= Documento =
★ ★ ★

GP – A Literatura, num contexto amplo, vem cumprindo o seu papel?

Salete- Sabe, eu não tenho lido nada ultimamente, portanto sinto-me limitada para responder. Mas acho que a literatura não está cumprindo o seu papel porque está “proibida” para muitos que têm sede de leitura. O seu papel de conscientização é o principal. Penso que qualquer leitura é válida e sou absolutamente contra a censura que, na arte, é a coisa mais ridícula e absurda. Se conscientizar é o papel da literatura e ela não está chegando às pessoas, então ela não está cumprindo seu papel. Está impedida, por vários fatores, inclusive o econômico.

GP – Restringindo-nos mais a Marília, qual é o papel do livro?

Salete- Há uma impossibilidade de se chegar ao livro. Não há formação para a leitura, que é mais ou menos como o “caviar”, ninguém gosta porque não conhece o gosto. As pessoas se acostumaram ao “leite ralo”. As pessoas não podem conhecer o que não é veiculado. Sendo assim, só compram o que conhecem, presumem maçante o que não conhecem.

GP- O que você pensa do mercado editorial?

Salete- Penso que é o grande castrador da literatura. Em Marília, é lamentável. Não se reconhece a “prata da casa”. Não falo de mim de mim pois sou privilegiada, prestigiaram-me muito. Mais sei de muitos talentos sufocados. A imprensa, em geral, só dá apoio àquilo que interessa a ela. O “Nem Tudo é Nada” só conseguiu todo aquele espaço porque o editor teve um pouco de sensibilidade e teve “faro” para um assunto polêmico. A nível editorial, não há sensibilidade com ninguém. Não acho que as editoras devam ser entidades beneficentes, publicando tudo, pois há muita “porcaria”, mas falta sensibilidade para os trabalhos de valor. O escritor fica sem incentivo. A mídia vem dando lugar a uma literatura de escândalos. Mas tudo isso combina: o Brasil é a lata de lixo do mundo e Marília é a lata de lixo do Brasil.

★ ★ ★

= Solicitação A =
Liste todas as expressões que aparecem entre aspas na entrevista.
= Solicitação B =
Na entrevista, como Salete define o mercado editorial?
= Solicitação C =
Cite da entrevista todo o trecho que vai de "GP – A Literatura, num" até "inclusive o econômico.".

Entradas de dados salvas
★ ★ ★

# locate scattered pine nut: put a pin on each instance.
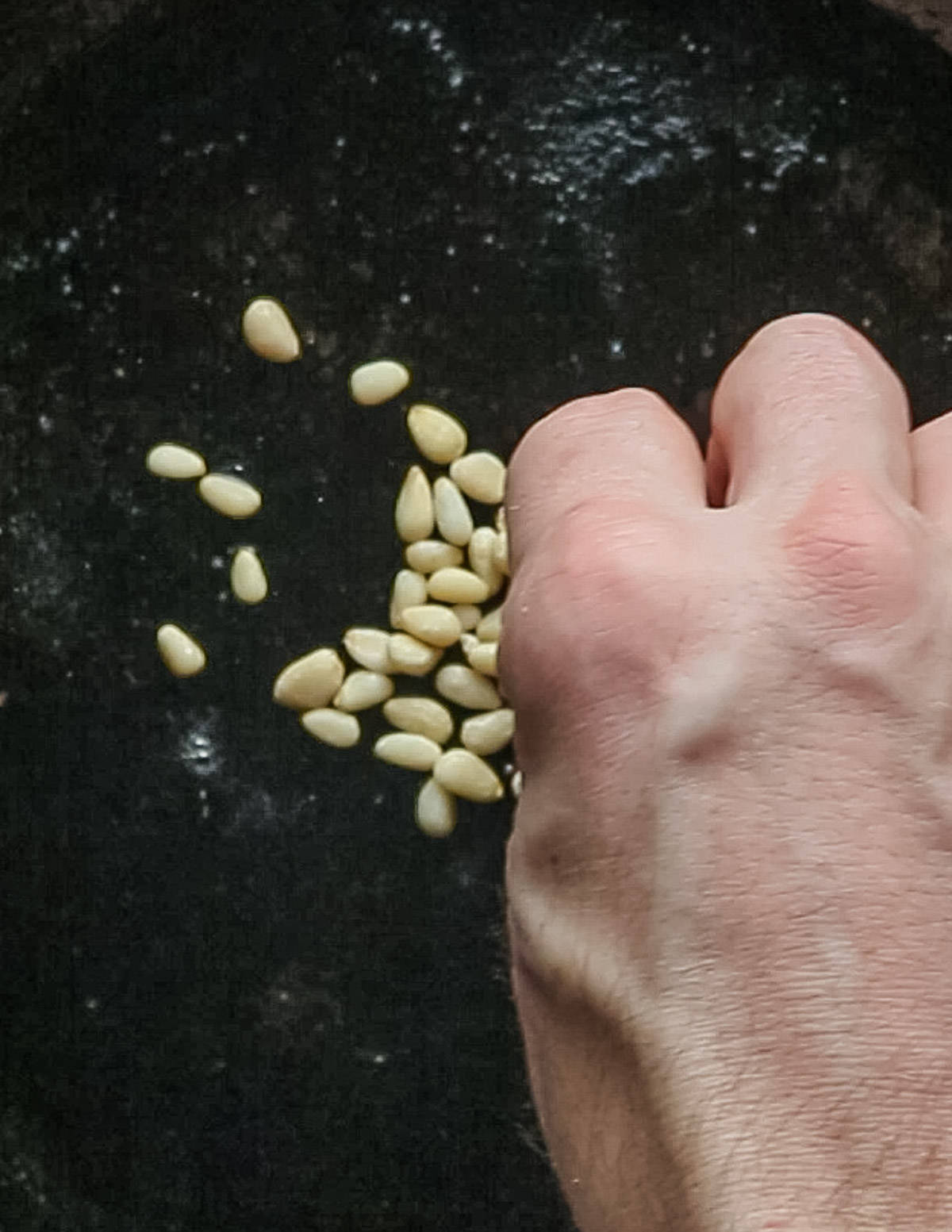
(229, 496)
(310, 681)
(175, 462)
(377, 382)
(267, 330)
(249, 581)
(332, 727)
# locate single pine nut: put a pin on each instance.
(432, 624)
(468, 615)
(267, 330)
(409, 590)
(368, 647)
(435, 810)
(175, 462)
(412, 657)
(378, 381)
(437, 435)
(452, 514)
(481, 476)
(229, 496)
(332, 727)
(484, 658)
(180, 652)
(456, 585)
(490, 626)
(467, 775)
(310, 681)
(249, 581)
(467, 688)
(488, 733)
(408, 750)
(426, 716)
(428, 556)
(363, 690)
(414, 512)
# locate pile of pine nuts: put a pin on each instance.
(445, 608)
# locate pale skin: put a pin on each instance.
(729, 877)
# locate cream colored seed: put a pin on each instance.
(488, 733)
(229, 496)
(175, 462)
(432, 624)
(426, 716)
(452, 512)
(310, 681)
(408, 750)
(457, 587)
(332, 727)
(368, 647)
(180, 652)
(490, 626)
(467, 688)
(437, 435)
(484, 658)
(428, 556)
(481, 476)
(267, 330)
(414, 512)
(363, 690)
(467, 775)
(413, 657)
(249, 581)
(468, 616)
(435, 810)
(378, 381)
(409, 590)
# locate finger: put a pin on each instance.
(806, 398)
(630, 443)
(931, 447)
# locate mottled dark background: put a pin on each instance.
(239, 989)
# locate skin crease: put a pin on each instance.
(729, 879)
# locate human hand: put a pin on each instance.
(731, 873)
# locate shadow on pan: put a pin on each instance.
(240, 989)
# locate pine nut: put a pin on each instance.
(435, 810)
(414, 510)
(484, 658)
(437, 435)
(249, 581)
(467, 688)
(426, 716)
(457, 587)
(490, 626)
(175, 462)
(428, 556)
(482, 476)
(412, 657)
(408, 750)
(378, 381)
(332, 727)
(368, 647)
(363, 690)
(465, 774)
(267, 330)
(468, 616)
(180, 652)
(229, 496)
(409, 590)
(488, 733)
(310, 681)
(452, 512)
(432, 624)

★ ★ ★

= Resposta completa A =
“proibida”, “caviar”, “leite ralo”, “prata da casa”, “Nem Tudo é Nada”, “faro”, “porcaria”

= Resposta completa B =
Como o grande castrador da literatura.

= Resposta completa C =
GP – A Literatura, num contexto amplo, vem cumprindo o seu papel?

Salete- Sabe, eu não tenho lido nada ultimamente, portanto sinto-me limitada para responder. Mas acho que a literatura não está cumprindo o seu papel porque está “proibida” para muitos que têm sede de leitura. O seu papel de conscientização é o principal. Penso que qualquer leitura é válida e sou absolutamente contra a censura que, na arte, é a coisa mais ridícula e absurda. Se conscientizar é o papel da literatura e ela não está chegando às pessoas, então ela não está cumprindo seu papel. Está impedida, por vários fatores, inclusive o econômico.